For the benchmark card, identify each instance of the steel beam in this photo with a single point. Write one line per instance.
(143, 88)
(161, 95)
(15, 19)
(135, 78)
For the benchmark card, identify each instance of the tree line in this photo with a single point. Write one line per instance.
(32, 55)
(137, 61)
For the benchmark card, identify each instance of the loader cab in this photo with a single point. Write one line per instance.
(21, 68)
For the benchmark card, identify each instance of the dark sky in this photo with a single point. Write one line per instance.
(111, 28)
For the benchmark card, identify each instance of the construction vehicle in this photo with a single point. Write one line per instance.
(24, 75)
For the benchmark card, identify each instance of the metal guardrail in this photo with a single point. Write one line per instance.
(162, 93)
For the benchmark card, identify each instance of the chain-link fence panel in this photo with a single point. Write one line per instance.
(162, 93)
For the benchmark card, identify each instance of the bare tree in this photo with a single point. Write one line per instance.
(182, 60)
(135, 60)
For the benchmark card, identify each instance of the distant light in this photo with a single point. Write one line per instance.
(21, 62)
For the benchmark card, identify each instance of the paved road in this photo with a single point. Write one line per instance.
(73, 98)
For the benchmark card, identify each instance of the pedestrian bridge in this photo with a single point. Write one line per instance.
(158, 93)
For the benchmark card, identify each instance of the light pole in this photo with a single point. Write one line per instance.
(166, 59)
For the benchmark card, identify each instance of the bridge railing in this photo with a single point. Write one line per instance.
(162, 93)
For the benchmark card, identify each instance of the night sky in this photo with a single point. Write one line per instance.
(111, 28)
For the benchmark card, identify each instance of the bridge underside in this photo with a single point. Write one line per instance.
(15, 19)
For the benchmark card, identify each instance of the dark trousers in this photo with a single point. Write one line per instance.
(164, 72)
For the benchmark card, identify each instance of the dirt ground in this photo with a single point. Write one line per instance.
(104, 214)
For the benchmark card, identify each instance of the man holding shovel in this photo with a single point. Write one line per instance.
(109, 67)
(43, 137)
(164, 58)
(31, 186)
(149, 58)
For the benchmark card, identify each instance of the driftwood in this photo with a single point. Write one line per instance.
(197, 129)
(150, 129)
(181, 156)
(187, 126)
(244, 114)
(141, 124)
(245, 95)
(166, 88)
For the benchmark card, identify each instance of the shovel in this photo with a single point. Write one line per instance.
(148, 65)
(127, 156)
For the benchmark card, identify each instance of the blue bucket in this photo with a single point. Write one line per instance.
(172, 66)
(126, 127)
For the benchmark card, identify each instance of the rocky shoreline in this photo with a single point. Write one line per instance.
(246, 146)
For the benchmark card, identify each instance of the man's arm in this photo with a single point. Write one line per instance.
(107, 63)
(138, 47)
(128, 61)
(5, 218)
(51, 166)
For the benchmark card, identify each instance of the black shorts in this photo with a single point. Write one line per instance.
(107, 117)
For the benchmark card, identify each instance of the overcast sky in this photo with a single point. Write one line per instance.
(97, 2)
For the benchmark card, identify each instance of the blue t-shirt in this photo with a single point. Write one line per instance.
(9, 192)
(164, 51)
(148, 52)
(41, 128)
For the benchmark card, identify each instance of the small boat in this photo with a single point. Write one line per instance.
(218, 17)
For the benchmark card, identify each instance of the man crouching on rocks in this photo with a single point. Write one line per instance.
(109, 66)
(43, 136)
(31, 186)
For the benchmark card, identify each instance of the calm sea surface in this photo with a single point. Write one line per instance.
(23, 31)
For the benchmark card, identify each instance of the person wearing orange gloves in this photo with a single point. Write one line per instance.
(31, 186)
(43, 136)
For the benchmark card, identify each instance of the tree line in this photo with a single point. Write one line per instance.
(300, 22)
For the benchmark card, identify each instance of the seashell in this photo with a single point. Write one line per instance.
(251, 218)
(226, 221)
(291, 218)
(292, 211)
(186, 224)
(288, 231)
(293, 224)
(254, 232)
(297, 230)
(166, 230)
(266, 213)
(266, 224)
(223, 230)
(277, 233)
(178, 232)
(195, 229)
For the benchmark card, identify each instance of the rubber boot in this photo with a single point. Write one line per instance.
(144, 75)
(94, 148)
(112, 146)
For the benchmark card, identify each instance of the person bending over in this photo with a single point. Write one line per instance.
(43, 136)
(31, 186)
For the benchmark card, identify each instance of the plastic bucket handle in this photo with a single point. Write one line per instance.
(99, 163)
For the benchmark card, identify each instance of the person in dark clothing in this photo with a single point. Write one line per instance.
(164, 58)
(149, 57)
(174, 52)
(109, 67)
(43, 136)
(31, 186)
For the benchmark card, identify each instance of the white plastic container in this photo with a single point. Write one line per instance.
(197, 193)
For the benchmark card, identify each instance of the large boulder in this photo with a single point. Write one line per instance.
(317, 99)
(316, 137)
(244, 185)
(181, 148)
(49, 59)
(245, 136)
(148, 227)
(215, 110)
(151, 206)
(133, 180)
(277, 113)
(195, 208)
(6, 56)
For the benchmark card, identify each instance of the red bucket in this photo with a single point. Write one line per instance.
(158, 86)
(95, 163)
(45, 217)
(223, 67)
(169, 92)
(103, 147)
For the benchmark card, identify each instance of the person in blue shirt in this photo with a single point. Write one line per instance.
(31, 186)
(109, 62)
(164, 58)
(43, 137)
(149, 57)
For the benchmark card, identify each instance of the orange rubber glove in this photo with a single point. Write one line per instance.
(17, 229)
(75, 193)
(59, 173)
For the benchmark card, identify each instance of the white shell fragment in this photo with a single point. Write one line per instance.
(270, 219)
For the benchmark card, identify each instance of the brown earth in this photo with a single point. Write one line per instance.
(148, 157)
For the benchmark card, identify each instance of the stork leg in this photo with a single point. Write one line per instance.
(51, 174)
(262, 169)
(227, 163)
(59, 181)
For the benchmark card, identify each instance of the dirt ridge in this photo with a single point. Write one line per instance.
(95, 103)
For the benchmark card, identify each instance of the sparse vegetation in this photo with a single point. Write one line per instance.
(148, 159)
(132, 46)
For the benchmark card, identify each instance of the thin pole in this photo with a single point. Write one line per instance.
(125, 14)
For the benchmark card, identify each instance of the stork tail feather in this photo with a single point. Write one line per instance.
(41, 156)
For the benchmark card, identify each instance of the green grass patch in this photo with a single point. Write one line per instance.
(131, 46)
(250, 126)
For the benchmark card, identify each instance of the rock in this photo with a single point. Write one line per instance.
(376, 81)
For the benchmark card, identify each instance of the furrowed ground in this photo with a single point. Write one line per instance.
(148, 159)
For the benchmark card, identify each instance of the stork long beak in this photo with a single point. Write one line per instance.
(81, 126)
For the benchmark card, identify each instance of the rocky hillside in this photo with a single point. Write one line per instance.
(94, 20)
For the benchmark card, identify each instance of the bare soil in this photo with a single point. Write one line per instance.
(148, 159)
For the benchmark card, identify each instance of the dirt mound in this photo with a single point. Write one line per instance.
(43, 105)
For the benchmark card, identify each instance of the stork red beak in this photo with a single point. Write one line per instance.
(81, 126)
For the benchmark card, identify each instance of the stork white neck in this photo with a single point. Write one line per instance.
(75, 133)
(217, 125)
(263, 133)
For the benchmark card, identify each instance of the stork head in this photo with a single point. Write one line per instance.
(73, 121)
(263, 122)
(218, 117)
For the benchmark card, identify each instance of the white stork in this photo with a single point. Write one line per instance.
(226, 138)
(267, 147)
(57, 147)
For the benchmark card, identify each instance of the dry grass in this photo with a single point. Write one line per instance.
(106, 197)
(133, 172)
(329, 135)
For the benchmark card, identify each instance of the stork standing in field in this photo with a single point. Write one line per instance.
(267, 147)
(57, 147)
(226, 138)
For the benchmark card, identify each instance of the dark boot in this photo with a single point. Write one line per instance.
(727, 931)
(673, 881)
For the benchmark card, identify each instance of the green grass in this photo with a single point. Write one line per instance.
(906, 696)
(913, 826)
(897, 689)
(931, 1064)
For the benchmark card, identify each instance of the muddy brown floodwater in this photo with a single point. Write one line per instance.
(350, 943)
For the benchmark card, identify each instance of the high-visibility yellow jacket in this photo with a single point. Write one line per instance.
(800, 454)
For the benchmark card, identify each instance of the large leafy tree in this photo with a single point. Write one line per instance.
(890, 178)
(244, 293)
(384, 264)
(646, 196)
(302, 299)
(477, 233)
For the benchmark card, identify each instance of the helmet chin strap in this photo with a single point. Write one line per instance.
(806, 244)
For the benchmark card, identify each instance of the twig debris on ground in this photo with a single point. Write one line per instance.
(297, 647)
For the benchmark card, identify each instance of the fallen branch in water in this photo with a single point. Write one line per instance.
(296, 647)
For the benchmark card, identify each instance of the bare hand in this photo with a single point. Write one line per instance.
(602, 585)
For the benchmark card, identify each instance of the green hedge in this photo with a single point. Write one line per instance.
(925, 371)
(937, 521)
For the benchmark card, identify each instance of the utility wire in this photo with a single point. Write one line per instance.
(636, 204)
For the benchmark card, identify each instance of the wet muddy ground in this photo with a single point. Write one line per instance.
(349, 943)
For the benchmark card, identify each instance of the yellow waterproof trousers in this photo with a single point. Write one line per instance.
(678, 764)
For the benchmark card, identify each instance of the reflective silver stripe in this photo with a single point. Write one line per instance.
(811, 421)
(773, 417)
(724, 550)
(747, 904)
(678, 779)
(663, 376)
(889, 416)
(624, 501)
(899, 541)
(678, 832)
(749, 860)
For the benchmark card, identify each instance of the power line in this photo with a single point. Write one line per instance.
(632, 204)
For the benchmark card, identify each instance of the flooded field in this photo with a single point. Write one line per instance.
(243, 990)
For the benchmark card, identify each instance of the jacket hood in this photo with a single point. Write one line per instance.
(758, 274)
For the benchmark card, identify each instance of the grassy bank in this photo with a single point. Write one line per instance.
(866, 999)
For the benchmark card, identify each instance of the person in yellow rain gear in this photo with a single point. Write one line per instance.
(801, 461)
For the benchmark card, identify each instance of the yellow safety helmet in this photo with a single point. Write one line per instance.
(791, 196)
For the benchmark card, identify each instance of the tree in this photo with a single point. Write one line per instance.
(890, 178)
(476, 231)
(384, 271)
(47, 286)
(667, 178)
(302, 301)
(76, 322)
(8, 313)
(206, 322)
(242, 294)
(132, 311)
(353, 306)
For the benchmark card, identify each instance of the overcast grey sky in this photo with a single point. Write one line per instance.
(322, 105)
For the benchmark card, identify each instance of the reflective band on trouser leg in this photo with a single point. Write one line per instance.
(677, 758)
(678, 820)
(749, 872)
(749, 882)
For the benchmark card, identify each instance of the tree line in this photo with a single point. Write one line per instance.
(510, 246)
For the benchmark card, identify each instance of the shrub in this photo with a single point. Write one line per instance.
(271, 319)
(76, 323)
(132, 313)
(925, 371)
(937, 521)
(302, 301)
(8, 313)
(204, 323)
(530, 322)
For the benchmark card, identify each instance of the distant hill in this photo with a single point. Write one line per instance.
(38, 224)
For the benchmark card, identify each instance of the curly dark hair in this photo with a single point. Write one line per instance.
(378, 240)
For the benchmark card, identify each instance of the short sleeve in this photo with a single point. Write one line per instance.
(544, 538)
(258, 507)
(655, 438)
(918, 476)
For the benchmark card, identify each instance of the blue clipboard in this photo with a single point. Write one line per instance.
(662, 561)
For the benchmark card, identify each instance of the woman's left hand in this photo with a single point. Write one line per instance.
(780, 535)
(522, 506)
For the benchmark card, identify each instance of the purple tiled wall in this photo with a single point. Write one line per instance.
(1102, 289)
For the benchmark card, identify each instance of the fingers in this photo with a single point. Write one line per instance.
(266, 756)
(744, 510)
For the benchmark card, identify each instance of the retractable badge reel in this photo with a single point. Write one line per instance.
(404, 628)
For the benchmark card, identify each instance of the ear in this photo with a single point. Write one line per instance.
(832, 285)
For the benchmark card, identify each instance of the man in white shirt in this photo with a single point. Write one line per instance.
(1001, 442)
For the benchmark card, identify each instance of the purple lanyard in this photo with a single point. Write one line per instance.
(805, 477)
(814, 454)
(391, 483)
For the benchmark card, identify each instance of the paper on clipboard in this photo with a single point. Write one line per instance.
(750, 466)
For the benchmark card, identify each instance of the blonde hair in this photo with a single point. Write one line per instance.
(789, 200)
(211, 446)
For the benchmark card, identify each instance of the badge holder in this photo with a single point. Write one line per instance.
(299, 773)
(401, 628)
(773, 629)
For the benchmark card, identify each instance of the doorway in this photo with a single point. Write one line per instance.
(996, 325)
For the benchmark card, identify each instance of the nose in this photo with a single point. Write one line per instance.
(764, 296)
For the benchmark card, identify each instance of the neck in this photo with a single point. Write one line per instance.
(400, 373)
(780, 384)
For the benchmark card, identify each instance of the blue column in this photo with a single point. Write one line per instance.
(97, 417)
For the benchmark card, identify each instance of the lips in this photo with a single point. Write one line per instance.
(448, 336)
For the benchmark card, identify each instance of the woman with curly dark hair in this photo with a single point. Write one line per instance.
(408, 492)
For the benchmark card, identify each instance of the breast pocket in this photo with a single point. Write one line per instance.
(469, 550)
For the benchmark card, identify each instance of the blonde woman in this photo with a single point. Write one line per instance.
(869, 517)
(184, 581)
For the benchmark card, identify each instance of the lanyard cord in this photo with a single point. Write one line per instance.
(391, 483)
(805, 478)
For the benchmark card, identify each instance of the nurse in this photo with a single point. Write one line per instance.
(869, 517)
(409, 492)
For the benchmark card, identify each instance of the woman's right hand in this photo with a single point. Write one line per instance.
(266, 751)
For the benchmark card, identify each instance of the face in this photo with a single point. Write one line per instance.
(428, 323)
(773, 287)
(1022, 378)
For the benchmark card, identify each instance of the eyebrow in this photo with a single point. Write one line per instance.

++++++++

Task instructions: Quote every line from the line containing "For the benchmark card, identify each instance of the lanyard" through the closing line of the listing, including both.

Answer to the exercise:
For the benchmark card, identify each instance of the lanyard cord in this photo with a single point. Write one line per instance.
(391, 483)
(805, 478)
For the benchmark card, identify each instance of the nurse in this photo with a single point. Write one line per instance.
(869, 517)
(409, 492)
For the benchmark card, identify each instance of the woman's right hand in this photo with a single point. Write one line per instance.
(266, 751)
For the benchmark card, identify each instance of the face in this photo with a single point. Write one line per instance.
(428, 323)
(773, 287)
(1022, 378)
For the benchmark card, identify each instance of the eyebrow in this photo with a single point. Write one line per instance.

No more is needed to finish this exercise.